— Start —
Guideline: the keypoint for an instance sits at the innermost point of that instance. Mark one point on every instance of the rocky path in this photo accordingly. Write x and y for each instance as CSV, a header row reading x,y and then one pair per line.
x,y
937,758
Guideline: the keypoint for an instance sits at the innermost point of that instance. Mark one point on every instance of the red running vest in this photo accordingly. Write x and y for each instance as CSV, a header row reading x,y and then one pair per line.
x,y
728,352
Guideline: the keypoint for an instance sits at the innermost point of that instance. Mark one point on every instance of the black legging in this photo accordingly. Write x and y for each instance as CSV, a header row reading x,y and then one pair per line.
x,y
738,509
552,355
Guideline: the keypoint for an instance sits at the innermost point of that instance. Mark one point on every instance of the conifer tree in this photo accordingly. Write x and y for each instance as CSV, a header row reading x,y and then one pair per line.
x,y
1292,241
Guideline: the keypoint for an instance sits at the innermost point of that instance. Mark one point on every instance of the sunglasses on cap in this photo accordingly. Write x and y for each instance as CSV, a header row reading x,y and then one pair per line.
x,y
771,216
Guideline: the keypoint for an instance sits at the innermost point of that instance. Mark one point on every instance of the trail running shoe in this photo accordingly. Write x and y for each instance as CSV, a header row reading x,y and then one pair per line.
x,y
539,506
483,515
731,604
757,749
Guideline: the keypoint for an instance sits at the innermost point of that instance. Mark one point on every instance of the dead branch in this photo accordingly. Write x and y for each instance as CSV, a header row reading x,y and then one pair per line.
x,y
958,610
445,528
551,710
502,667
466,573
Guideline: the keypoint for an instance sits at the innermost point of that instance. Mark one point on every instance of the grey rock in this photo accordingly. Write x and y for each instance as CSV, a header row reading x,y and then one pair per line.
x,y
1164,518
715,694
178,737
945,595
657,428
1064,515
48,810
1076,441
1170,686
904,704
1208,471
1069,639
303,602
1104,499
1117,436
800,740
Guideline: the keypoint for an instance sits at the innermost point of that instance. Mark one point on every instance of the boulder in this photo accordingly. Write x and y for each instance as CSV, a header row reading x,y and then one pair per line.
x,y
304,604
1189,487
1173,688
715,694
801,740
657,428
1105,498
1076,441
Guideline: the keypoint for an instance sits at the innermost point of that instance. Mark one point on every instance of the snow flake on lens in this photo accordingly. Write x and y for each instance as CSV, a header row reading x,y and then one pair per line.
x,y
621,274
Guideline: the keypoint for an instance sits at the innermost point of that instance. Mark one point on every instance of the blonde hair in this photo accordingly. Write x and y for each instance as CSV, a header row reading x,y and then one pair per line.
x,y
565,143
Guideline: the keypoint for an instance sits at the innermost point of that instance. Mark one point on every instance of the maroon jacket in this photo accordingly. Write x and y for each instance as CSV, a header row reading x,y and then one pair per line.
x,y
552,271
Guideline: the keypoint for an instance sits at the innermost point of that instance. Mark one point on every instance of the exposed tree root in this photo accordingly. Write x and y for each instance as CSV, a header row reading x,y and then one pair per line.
— End —
● WHAT TO WORK ON:
Recast the stretch of the listing from the line containing "of the boulder" through its end as a Markdown table with the columns Number and Entry. Put one line per row, number the rows in order, and leave out blank lines.

● WRITTEN ANSWER:
| Number | Entry |
|---|---|
| 1 | Guideline: the keypoint for an instance sits at the innermost point of that instance. Mark one point on every instance of the boulder in this photo accordingly. Write x and y for each instance as CSV, a header row reading x,y and then one pair per line. |
| 2 | x,y |
| 3 | 304,604 |
| 4 | 1189,487 |
| 5 | 1173,688 |
| 6 | 715,694 |
| 7 | 801,740 |
| 8 | 657,428 |
| 9 | 1105,498 |
| 10 | 1076,441 |
| 11 | Guideline: the keypoint for an instance sits at the innermost point of that instance. Mark one point on every instance of the snow flake on lens in this photo accordingly. Write x and y for each instance as CSV, a header row reading x,y and then one pair per line. |
| 12 | x,y |
| 13 | 621,274 |
| 14 | Guideline: the keypoint for an instance sits at the innermost point of that instance. Mark one point on every instance of the blonde hair in this photo accordingly. Write x and y for each instance as CSV, a header row reading x,y and then one pair per line. |
| 15 | x,y |
| 16 | 565,143 |
| 17 | Guideline: the keypoint for an instance sits at the innermost point of that instance. Mark one point on every instance of the maroon jacket in this photo accordingly. Write x and y for each instance as CSV, a header row reading x,y and then one pair per line. |
| 18 | x,y |
| 19 | 552,271 |
| 20 | Guideline: the keypoint for an instance sits at the innermost point of that instance. Mark one point on every instance of the exposed tree root in this photo accordingly. Write x and y for each instance as CSV, a header row reading x,y and then one pair per line. |